▶ _Provided records_
____________
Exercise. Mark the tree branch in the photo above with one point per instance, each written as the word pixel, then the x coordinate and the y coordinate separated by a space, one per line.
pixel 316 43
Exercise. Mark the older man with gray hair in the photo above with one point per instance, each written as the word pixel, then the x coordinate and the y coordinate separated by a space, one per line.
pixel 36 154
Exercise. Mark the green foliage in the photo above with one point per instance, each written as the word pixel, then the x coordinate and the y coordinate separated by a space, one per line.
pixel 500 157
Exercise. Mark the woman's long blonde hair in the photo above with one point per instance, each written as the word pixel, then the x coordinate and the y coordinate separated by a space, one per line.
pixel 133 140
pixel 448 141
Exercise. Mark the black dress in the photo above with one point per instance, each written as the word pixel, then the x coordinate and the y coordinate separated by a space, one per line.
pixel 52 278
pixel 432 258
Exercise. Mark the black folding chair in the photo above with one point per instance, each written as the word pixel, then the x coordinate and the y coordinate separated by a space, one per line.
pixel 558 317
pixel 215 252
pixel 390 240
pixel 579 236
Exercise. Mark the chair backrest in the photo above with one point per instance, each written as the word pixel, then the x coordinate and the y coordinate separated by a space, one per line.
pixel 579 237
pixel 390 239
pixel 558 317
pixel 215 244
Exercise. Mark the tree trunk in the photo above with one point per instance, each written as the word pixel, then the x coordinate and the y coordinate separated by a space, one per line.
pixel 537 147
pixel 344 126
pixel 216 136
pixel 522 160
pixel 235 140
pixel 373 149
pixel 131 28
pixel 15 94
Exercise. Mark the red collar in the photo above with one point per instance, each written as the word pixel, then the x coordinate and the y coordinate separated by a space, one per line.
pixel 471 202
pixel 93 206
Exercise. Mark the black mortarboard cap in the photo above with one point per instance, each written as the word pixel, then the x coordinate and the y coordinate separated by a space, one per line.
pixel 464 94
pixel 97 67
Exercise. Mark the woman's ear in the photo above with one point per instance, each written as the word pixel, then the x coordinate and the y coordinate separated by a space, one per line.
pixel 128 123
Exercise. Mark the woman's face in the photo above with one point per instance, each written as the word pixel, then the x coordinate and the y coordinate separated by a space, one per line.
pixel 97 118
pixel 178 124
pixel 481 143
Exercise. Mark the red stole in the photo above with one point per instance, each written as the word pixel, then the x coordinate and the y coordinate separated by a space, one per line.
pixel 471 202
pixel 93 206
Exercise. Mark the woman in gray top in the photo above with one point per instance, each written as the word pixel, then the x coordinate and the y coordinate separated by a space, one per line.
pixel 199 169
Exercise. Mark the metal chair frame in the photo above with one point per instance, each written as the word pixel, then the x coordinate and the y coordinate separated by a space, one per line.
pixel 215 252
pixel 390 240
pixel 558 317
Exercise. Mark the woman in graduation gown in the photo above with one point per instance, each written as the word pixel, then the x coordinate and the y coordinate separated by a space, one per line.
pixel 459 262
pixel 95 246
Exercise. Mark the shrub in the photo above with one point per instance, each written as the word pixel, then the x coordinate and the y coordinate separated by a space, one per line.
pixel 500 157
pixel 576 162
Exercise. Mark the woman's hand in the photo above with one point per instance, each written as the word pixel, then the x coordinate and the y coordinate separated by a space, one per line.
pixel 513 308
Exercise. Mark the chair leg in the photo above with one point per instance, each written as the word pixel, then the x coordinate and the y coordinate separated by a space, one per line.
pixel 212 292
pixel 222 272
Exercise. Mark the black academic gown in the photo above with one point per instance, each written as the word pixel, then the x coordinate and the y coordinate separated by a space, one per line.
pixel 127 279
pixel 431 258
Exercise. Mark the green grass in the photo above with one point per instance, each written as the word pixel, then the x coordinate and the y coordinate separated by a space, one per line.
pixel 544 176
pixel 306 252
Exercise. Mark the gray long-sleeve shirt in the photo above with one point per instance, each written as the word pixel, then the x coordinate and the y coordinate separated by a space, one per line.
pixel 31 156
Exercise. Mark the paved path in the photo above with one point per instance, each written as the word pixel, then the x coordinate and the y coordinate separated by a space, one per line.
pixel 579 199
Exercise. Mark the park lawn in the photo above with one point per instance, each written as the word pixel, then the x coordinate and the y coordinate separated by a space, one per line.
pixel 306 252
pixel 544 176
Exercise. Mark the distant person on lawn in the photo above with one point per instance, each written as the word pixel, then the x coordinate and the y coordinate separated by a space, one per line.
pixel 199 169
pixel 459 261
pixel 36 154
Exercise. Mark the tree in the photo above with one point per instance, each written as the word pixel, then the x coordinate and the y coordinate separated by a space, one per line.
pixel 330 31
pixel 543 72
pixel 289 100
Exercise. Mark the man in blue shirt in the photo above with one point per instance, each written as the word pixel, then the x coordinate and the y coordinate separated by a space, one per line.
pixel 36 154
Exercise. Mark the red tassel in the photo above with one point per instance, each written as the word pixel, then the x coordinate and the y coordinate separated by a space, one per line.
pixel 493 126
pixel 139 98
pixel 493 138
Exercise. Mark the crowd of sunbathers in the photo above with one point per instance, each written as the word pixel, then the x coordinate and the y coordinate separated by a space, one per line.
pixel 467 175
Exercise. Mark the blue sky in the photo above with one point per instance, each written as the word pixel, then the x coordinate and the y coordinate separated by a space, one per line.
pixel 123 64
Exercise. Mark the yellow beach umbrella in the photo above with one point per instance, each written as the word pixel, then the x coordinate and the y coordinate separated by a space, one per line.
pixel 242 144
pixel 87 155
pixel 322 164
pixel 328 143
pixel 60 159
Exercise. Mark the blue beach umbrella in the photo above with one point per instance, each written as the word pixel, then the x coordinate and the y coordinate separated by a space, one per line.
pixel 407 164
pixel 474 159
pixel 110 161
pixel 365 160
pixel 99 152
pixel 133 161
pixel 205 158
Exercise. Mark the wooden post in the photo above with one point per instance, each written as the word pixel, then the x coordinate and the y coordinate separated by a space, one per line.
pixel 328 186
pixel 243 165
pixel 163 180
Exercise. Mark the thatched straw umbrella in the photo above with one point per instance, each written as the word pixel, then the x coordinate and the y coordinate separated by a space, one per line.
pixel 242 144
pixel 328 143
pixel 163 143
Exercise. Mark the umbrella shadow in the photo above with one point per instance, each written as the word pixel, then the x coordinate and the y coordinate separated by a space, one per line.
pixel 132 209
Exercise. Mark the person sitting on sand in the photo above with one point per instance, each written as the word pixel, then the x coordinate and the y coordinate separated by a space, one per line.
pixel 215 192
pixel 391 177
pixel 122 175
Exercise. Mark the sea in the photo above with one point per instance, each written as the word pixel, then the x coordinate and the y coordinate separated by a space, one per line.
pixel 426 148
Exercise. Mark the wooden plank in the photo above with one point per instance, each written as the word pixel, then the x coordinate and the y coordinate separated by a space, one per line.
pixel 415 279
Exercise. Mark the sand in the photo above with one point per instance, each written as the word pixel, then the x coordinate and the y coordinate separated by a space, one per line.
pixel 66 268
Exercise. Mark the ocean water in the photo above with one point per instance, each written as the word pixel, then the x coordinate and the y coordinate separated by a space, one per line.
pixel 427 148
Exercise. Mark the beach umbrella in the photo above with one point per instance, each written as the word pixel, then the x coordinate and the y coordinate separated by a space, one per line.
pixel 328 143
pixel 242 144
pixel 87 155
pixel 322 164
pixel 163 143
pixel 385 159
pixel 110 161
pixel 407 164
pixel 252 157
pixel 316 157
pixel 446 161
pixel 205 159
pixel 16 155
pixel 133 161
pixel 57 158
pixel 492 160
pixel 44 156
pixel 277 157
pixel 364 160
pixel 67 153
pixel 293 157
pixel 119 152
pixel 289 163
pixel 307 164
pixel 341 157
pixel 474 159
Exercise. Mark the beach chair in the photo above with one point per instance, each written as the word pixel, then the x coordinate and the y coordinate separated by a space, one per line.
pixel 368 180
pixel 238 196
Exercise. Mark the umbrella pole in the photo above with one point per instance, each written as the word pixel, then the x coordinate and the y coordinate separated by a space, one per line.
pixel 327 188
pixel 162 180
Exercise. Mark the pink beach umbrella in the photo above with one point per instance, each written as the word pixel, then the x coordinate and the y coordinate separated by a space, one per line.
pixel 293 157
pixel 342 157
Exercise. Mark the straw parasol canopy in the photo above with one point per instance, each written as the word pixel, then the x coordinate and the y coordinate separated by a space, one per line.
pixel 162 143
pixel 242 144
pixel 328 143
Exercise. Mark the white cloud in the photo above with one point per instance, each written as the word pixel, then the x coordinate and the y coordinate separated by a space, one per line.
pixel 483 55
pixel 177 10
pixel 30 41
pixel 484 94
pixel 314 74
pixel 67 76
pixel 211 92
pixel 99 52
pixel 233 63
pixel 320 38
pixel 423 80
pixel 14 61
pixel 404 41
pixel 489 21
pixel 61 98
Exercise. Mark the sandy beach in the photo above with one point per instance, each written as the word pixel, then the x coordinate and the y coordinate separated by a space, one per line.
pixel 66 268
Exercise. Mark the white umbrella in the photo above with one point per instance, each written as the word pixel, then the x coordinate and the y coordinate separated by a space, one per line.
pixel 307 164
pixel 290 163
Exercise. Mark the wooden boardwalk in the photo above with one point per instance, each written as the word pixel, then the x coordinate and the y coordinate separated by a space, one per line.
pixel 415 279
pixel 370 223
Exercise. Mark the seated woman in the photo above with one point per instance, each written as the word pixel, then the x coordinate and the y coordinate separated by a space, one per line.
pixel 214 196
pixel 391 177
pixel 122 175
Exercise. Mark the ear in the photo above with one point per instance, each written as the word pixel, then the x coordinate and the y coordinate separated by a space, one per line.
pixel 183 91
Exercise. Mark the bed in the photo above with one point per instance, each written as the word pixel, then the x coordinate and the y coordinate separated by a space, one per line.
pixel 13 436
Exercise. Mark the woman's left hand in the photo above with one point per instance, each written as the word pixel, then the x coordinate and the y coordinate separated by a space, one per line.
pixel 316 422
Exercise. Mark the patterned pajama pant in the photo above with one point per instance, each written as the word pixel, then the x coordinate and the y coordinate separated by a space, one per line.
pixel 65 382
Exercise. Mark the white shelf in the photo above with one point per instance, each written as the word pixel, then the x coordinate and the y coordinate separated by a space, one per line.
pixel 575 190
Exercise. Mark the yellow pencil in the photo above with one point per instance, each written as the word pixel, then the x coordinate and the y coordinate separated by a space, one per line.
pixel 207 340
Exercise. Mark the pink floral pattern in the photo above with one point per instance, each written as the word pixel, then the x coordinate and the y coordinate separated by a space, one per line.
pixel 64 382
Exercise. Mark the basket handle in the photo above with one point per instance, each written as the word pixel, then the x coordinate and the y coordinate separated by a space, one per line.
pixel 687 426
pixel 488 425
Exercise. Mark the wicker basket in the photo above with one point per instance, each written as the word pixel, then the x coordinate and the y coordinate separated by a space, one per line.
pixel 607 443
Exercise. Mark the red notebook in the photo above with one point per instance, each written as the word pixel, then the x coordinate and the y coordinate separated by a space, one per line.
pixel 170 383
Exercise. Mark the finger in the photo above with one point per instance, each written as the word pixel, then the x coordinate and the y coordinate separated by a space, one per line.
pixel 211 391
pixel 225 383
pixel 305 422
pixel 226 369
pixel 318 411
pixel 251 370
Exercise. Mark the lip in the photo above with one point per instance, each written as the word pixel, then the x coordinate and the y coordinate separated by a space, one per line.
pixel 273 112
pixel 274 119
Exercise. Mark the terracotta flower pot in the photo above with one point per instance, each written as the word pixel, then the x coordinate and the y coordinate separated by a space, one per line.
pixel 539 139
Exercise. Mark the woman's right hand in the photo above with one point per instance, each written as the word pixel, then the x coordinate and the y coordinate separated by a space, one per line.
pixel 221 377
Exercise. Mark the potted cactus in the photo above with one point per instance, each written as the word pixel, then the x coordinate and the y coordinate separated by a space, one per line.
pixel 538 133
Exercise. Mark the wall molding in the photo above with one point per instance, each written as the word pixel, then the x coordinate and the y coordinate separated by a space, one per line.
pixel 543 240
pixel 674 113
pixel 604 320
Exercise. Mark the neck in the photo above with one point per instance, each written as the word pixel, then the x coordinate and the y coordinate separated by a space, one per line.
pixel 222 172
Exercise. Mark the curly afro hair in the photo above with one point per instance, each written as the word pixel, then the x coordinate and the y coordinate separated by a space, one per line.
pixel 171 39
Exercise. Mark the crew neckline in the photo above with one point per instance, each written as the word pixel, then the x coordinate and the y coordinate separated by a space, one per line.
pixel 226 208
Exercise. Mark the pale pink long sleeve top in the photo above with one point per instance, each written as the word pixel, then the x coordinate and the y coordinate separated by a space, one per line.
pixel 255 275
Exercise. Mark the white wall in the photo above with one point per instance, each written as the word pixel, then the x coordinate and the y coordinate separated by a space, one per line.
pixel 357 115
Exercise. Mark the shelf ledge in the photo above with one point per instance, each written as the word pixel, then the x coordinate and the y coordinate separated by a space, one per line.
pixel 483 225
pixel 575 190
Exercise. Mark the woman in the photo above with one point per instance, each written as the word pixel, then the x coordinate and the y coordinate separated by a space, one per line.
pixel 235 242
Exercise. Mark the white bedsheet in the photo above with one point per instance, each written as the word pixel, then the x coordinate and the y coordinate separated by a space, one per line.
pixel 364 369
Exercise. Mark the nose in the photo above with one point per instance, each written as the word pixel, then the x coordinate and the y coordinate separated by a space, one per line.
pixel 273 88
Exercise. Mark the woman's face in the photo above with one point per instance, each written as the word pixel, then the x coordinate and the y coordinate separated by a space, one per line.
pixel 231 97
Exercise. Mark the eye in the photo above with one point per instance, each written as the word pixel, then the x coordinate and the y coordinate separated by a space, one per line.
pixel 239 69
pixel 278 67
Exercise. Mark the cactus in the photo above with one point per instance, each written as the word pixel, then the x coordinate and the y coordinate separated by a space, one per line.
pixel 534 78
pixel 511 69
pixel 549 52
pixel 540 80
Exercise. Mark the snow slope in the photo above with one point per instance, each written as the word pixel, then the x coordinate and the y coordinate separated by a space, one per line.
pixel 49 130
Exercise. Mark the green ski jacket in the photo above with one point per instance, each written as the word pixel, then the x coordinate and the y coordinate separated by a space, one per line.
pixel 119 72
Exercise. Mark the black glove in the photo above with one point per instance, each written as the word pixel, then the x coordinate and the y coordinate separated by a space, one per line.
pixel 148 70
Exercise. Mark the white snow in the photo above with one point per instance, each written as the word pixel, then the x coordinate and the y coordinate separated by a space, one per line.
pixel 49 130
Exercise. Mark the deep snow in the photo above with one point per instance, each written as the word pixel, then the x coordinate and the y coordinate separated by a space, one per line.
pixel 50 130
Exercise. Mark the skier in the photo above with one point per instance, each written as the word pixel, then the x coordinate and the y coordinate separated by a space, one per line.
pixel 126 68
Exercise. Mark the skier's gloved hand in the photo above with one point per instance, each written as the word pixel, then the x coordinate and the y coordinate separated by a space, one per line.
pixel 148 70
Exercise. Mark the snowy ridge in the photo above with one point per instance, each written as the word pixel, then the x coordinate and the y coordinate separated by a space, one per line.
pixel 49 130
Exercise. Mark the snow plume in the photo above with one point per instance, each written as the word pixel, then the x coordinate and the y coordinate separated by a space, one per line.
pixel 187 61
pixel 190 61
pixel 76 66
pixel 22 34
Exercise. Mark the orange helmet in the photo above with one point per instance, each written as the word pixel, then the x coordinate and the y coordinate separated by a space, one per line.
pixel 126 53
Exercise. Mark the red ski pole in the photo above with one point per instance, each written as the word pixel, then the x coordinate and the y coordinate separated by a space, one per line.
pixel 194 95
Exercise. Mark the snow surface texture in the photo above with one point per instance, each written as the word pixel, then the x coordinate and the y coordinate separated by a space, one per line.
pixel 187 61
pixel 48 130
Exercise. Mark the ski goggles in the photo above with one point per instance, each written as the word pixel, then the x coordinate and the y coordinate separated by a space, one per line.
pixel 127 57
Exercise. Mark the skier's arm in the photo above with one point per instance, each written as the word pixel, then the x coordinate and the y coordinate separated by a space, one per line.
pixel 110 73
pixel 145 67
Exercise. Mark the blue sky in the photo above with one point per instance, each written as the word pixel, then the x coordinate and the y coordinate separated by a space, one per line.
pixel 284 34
____________
▶ _Work to be completed_
Rewrite the rows from the very start through the line containing "pixel 215 244", both ends included, as a Markdown table with the columns No. and Line, numbering each line in order and omitting blank lines.

▶ _Full answer_
| No. | Line |
|---|---|
| 1 | Exercise. Mark the tree branch in the photo above with one point per instance, each written as the word pixel, then the x coordinate and the y coordinate separated by a space, one per line. |
| 2 | pixel 316 43 |
| 3 | Exercise. Mark the older man with gray hair in the photo above with one point per instance, each written as the word pixel, then the x coordinate and the y coordinate separated by a space, one per line. |
| 4 | pixel 36 154 |
| 5 | Exercise. Mark the green foliage in the photo above with one point per instance, each written as the word pixel, then the x coordinate and the y coordinate separated by a space, one per line. |
| 6 | pixel 500 157 |
| 7 | Exercise. Mark the woman's long blonde hair in the photo above with one point per instance, each written as the word pixel, then the x coordinate and the y coordinate separated by a space, one per line. |
| 8 | pixel 133 140 |
| 9 | pixel 448 141 |
| 10 | Exercise. Mark the black dress in the photo above with one point per instance, each written as the word pixel, then the x coordinate and the y coordinate separated by a space, one per line. |
| 11 | pixel 52 278 |
| 12 | pixel 432 258 |
| 13 | Exercise. Mark the black folding chair in the photo above with one point per instance, each written as the word pixel, then the x coordinate and the y coordinate separated by a space, one per line. |
| 14 | pixel 558 317 |
| 15 | pixel 215 252 |
| 16 | pixel 390 240 |
| 17 | pixel 579 236 |
| 18 | Exercise. Mark the chair backrest in the photo above with one point per instance, each written as the word pixel, then the x coordinate and the y coordinate separated by a space, one per line. |
| 19 | pixel 579 237 |
| 20 | pixel 390 239 |
| 21 | pixel 558 317 |
| 22 | pixel 215 244 |